>> START ENTRIES SHOWN

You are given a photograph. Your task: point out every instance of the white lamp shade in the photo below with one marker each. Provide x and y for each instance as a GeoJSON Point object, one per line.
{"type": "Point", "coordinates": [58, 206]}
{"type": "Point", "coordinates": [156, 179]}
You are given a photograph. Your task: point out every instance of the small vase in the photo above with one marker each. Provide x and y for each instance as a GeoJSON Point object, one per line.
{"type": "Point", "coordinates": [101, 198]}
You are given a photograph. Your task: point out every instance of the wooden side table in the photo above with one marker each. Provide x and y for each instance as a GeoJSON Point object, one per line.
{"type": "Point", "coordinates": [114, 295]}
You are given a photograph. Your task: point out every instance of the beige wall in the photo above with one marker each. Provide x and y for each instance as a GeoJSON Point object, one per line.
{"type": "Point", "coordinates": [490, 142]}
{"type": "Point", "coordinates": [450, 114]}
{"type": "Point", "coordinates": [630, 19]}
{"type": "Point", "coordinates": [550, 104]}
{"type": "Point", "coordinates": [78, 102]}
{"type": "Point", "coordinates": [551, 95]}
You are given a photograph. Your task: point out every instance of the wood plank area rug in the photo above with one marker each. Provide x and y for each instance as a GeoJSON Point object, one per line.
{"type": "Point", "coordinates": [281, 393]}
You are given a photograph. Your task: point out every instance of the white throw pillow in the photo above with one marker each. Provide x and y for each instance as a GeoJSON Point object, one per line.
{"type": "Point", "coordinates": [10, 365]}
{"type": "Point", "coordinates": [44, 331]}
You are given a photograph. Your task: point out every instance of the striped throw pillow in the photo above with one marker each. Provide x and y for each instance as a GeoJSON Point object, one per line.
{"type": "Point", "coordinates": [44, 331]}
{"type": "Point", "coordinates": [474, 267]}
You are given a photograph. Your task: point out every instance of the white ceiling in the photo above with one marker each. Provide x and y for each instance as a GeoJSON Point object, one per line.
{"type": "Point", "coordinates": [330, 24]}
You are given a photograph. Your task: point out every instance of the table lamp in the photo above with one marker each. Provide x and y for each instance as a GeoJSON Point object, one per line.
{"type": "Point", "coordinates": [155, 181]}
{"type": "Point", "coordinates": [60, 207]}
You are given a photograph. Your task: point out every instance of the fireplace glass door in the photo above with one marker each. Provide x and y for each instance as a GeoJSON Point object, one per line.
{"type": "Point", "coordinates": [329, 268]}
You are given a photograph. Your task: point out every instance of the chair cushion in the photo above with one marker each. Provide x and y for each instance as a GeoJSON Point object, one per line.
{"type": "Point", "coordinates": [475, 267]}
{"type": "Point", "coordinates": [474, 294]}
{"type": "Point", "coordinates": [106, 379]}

>> END ENTRIES SHOWN

* _YOUR TASK_: Update the records above by replacing "one marker each" with "a single marker apiece" wherever it occurs, and leave everything else unchanged.

* _TASK RESPONSE_:
You are given a photograph. Your task: point out every instance of the white lamp shade in the photo below with a single marker apiece. Provide x and y for each instance as a GeoJSON Point object, one per line.
{"type": "Point", "coordinates": [58, 206]}
{"type": "Point", "coordinates": [156, 179]}
You are given a photograph. Your task: point out every instance of the small vase in the photo above with a single marker apiece. Provide x and y for each instance as a GeoJSON Point object, one per line.
{"type": "Point", "coordinates": [101, 198]}
You are given a photograph. Your task: point out every instance of the wooden side table in the photo above with a single marker apiece. Provide x and y for each instance as a GeoJSON Point object, one per line.
{"type": "Point", "coordinates": [114, 295]}
You are given a photograph. Your task: point out every instance of the beige wall in the photo above with a single marker apiece. Provide x and y for each instance as a GeoJSON Point object, one per line.
{"type": "Point", "coordinates": [490, 142]}
{"type": "Point", "coordinates": [450, 114]}
{"type": "Point", "coordinates": [630, 19]}
{"type": "Point", "coordinates": [550, 104]}
{"type": "Point", "coordinates": [78, 102]}
{"type": "Point", "coordinates": [551, 95]}
You are given a photograph. Your task: point out every instance of the wood plank area rug in the photo above with a single marker apiece. Provide x and y for each instance as a GeoJSON Point object, one per line.
{"type": "Point", "coordinates": [281, 393]}
You are given a photograph. Your task: point out every instance of the white throw pillow in the photo above with a single marker apiece. Provide x and y for each instance as a GeoJSON Point object, one per line.
{"type": "Point", "coordinates": [10, 365]}
{"type": "Point", "coordinates": [44, 331]}
You are given a photograph. Your task: point out every instance of the striped throw pillow in the photo above with a single marker apiece. Provide x and y for each instance as a GeoJSON Point object, one per line.
{"type": "Point", "coordinates": [44, 331]}
{"type": "Point", "coordinates": [474, 267]}
You are given a photograph. Your task: point out every instance of the white ceiling in the photo above with a single marker apiece. Provide x and y for each instance as a GeoJSON Point object, one per line.
{"type": "Point", "coordinates": [330, 24]}
You are given a photograph. Your task: point out every instance of the table lamp in the photo above with a single marker apiece. Provide x and y for each instance as a GeoJSON Point object, one per line.
{"type": "Point", "coordinates": [155, 181]}
{"type": "Point", "coordinates": [60, 207]}
You are given a photograph. Your task: point out every instance of the fireplace glass door in the photo above with a single marker apiece. Provide x and y for each instance as a GeoJSON Point object, one per line.
{"type": "Point", "coordinates": [329, 268]}
You are given a photograph. Your task: point out every instance of the chair cushion in the photo above with a single marker apiece. Provide x and y for each instance as a GeoJSON Point object, one per line.
{"type": "Point", "coordinates": [475, 267]}
{"type": "Point", "coordinates": [474, 294]}
{"type": "Point", "coordinates": [106, 379]}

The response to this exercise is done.